── The data
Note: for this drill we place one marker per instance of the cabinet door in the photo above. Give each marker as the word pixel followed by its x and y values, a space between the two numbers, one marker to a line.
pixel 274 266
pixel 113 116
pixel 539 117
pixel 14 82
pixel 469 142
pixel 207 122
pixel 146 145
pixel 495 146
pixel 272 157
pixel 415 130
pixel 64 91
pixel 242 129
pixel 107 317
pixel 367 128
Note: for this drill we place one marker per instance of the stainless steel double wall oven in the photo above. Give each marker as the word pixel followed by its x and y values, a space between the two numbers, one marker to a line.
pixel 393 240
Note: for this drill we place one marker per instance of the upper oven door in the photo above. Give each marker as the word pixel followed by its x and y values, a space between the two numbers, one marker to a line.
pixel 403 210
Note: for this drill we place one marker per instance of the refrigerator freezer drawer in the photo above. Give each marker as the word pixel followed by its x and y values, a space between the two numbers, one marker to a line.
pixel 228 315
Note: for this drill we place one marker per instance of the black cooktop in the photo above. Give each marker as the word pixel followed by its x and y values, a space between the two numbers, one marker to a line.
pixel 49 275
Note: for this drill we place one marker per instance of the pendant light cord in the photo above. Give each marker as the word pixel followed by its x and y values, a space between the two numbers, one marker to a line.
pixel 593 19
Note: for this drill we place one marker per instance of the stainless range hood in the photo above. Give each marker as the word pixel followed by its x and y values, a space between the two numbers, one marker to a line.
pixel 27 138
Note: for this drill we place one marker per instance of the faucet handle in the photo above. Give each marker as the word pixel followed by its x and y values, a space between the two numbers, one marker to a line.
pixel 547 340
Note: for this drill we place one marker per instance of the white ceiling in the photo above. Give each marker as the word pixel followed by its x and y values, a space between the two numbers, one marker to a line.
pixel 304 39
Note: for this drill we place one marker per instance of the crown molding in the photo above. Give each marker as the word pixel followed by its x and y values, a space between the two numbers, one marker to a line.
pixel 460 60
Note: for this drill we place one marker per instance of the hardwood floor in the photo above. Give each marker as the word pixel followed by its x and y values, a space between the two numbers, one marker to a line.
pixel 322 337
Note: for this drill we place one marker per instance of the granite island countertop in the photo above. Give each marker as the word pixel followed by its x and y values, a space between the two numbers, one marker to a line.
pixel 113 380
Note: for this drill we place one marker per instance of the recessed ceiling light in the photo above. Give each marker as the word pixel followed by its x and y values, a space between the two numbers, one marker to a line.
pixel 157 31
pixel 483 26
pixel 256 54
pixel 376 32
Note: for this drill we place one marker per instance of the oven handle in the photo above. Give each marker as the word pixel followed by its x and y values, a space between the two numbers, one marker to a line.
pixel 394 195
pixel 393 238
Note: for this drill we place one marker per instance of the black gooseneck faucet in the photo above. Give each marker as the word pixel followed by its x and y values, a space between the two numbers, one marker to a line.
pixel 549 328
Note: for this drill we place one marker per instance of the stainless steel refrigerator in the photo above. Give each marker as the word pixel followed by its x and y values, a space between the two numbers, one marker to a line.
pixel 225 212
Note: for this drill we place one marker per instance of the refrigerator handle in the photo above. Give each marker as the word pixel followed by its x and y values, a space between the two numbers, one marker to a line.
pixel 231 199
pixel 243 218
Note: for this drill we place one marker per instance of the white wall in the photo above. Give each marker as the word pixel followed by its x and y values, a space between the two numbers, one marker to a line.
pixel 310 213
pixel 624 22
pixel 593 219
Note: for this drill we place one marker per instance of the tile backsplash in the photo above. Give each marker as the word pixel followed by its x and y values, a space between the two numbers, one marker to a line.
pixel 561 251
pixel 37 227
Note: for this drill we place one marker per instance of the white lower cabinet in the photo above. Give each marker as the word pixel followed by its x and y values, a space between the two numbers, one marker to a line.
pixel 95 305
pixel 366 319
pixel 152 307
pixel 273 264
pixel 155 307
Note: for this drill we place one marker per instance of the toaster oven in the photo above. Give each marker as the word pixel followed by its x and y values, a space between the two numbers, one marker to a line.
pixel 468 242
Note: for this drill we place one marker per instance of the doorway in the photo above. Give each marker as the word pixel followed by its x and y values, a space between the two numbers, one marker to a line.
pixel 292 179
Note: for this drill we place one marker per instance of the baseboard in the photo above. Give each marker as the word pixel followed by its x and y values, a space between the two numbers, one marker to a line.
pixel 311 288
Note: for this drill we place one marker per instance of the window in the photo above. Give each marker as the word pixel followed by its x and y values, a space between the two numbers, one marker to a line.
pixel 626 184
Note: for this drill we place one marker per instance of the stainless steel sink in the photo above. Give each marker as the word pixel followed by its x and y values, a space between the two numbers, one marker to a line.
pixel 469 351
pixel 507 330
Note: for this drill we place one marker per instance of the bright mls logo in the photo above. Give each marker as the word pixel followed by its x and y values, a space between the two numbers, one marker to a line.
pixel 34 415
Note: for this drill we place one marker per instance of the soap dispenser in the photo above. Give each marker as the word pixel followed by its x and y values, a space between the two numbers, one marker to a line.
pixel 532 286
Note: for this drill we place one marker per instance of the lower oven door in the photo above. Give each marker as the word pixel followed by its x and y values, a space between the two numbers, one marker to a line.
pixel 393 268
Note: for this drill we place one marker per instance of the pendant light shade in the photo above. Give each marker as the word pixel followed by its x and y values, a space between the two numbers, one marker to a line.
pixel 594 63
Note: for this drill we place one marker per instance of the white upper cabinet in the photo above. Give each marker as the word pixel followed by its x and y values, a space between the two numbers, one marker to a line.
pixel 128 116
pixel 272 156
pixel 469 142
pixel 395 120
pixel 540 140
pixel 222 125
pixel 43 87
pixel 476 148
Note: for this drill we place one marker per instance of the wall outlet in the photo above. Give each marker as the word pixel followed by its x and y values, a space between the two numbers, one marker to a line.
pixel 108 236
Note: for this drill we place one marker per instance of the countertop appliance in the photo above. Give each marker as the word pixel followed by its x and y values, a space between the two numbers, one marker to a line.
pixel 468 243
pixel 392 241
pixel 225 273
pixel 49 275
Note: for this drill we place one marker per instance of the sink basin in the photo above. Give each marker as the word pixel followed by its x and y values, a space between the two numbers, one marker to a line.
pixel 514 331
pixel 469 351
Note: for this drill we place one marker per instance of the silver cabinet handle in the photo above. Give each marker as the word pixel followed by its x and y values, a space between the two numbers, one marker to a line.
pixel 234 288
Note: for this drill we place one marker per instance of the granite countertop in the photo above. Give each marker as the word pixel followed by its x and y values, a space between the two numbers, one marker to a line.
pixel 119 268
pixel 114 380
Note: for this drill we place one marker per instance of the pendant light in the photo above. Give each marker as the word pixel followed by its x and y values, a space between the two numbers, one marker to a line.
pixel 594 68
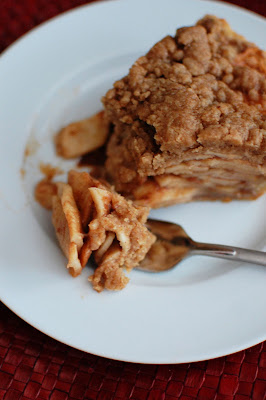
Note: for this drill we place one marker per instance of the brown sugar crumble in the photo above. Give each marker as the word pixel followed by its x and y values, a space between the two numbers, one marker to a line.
────
◆ Task goal
Reproduce all of the records above verbatim, keeping each line intact and in its original order. Leave the pictures out of your copy.

◆ The reply
Note: for this drill we place one marker per instance of the cabinet door in the photo above. Give each marker as the word pixel followed by its x and y values, a space between the two numbers, one marker to a line.
pixel 274 266
pixel 113 116
pixel 539 117
pixel 14 82
pixel 469 142
pixel 207 122
pixel 146 145
pixel 495 146
pixel 272 157
pixel 415 130
pixel 64 91
pixel 242 129
pixel 107 317
pixel 367 128
Note: for this drill we place one marker per instance of the stainless steel double wall oven in the photo above. Give each marker as the word pixel followed by its x and y values, a space between the two numbers, one marker to a line.
pixel 393 240
Note: for this drill we place one marker per instance of the upper oven door in the photo above. Give each marker as the word pixel followed by its x and y values, a space between the two numbers, one marker to a line.
pixel 403 210
Note: for this drill we place one marker per instance of the refrigerator freezer drawer in the photo above. Give each marker as the word pixel followed by its x and y values, a space between the two numbers, one marker to a line.
pixel 228 315
Note: for this drill we place one marker per instance of the black cooktop in the photo above. Give each marker as the word pixel followed by its x and y values, a space between the two numbers, one marker to a line.
pixel 49 275
Note: for this drill we place one marker per instance of the pendant light cord in the photo above. Give each marker as the word pixel followed by its x and y values, a space between the two numbers, one marker to a line.
pixel 593 19
Note: for this drill we place one marker per instance of the stainless range hood in the photo above. Give each marker as the word pixel followed by its x and y values, a space between the two numbers, one marker to a line.
pixel 27 138
Note: for this drill we place one marker per instance of the faucet handle in the photo above. Give each marker as the word pixel followed by its x and y values, a space between the two numbers, one marker to a line.
pixel 547 340
Note: for this drill we place one marker per instance of the white ceiling in the photo above. Give each marker as the word pixel followed by its x and y values, a space between the two numbers, one marker to a line.
pixel 304 39
Note: for this drill we place one marker per instance of the crown molding in the photo above. Give each marker as the word pixel followed by its x and y values, a space between the two numbers, one marker to a line.
pixel 460 60
Note: for this drill we place one marker per instance of the hardwood floor in the photo above. Give each marker as the word pixel followed by its x and y values, a space between the two numbers, one marker to a line.
pixel 322 337
Note: for this drill we place one marker per instance of the granite island countertop in the photo above. Give each marker as the word pixel followed by its x and y values, a space between the two numbers, one marker to a line.
pixel 113 380
Note: for this drill we place one marker per instance of the recessed ceiling light in the photo above. Give each marker as the word pixel followed by its x and y values, a space between the two numbers, one marker to a line.
pixel 157 31
pixel 483 26
pixel 256 54
pixel 376 32
Note: for this drill we place one marker per instance of the oven handle in the photo above. Give each marker as the word pixel followed by its x and y values, a space between the two numbers, one marker to a line.
pixel 394 195
pixel 393 238
Note: for this drill we place one marker per instance of the black gooseneck faucet in the photo above. Give each marker as the word pixel followed by its x and y values, a space between the two numbers, one marker to a line.
pixel 549 328
Note: for this drill we place one marker per instance of the stainless steel refrigerator in the photo above. Give each marker as the word pixel followed by its x and y values, a space between the two numbers, one marker to a line.
pixel 225 212
Note: for this drill we place one marker per instance of the refrigerator handle in the photo above. Give each marker as the word pixel followed by its x and y values, a space between the two numbers, one marker to a line.
pixel 231 199
pixel 243 218
Note: for this drill we place one marker per instance of the white wall in the photo above. Give each marker as the word pixel followed by its x and y values, a space between the two numbers, one marker to a line.
pixel 310 213
pixel 624 22
pixel 593 219
Note: for this drill we place one marker per instance of the tile backsplash in the photo above. Give each marker as the word pixel followed by its x and y values, a space between the two numbers, one marker to a line.
pixel 561 251
pixel 37 227
Note: for this drill we place one marker per instance of the white lower cabinet in the photo above. Give each marker as the word pixel followed by its x and y values, a space between the two numbers, one marker to a line.
pixel 95 305
pixel 366 319
pixel 152 307
pixel 273 264
pixel 155 307
Note: for this drill we place one marker per instance of the toaster oven in the photo above. Give each marker as the word pixel followed by its x and y values, a space between the two numbers, one marker to a line.
pixel 468 242
Note: for this drill we place one marker per instance of the doorway in the photo above. Give each marker as the word pixel followed by its x and y values, a space between the two numbers, one marker to a line.
pixel 292 179
Note: for this drill we place one marker per instance of the baseboard in the photo above. Give each marker as the word pixel followed by its x and y values, a space between the two numbers, one marker to a line.
pixel 311 288
Note: for this drill we place one marker per instance of the window in the photo above. Give each marker as the word pixel followed by its x and y values, a space between the two numbers, one marker to a line.
pixel 626 184
Note: for this drill we place one marker per instance of the stainless steel sink in the photo above. Give each marker as the word pixel followed by its x and y values, a space between the two numbers, one marker to a line.
pixel 469 351
pixel 507 330
Note: for this drill we place one marker per instance of the bright mls logo in the photo above. Give each marker as the word pixel followed by its x and y values, a space between the two numbers, one marker to a line.
pixel 34 415
Note: for this drill we place one marker per instance of the soap dispenser in the photo above. Give each marker as the word pixel followed by its x and y values, a space between the two numbers, one marker to a line.
pixel 532 286
Note: for this drill we place one marker per instance of the lower oven door in the photo above. Give each marker as the word pixel followed by its x and y values, a space between the two numbers, one marker to a line.
pixel 393 268
Note: for this drill we place one marker per instance of the pendant light shade in the photo above. Give each marker as the word pixel followed by its x and y values, a space between the two numbers, one marker to a line.
pixel 594 63
Note: for this drill we place one marker per instance of the white upper cabinet in the photo above. Give each marker as the word pixel followed by its x and y values, a space between the two numbers, one marker to a line.
pixel 128 116
pixel 272 156
pixel 469 142
pixel 395 120
pixel 540 140
pixel 222 125
pixel 43 87
pixel 476 148
Note: for this drill we place one marker per instance of the wall outlet in the photo above. Give each marker as the word pixel followed by its x and y values, a space between the two numbers, one marker to a line.
pixel 108 236
Note: for this drill we place one marker per instance of the countertop appliance in the photo above. Give each marker as the word pixel followed by its x and y values, a space between the two numbers, one marker to a line.
pixel 468 243
pixel 392 241
pixel 225 273
pixel 49 275
Note: for this drill we place one marker per instance of the sink basin in the photo above. Give each marker as the word pixel followed by its x and y values, a space between the two numbers, one marker to a line.
pixel 514 331
pixel 469 351
Note: for this drill we place one marker per instance of the silver cabinet handle in the photo above. Give each marker as the word pixel followed by its x and y values, a space between the two numbers, one marker to a line.
pixel 234 288
Note: for this drill we place one marker per instance of the granite countertop in the photo above. Give each marker as the word pixel followed by its x and y values, a space between the two numbers, one marker to a line.
pixel 119 268
pixel 114 380
Note: for this drill we place one marker per instance of the pendant light in the photo above. Give each marker as the word pixel followed by its x and y values, a space between the two numbers, one marker to a line.
pixel 594 68
Note: for this drill we place one marker per instance of the brown sugar crumble in the photo above. Give each marker as the word pixel followed by its x and y values, a space between the two numbers, one marker to a line.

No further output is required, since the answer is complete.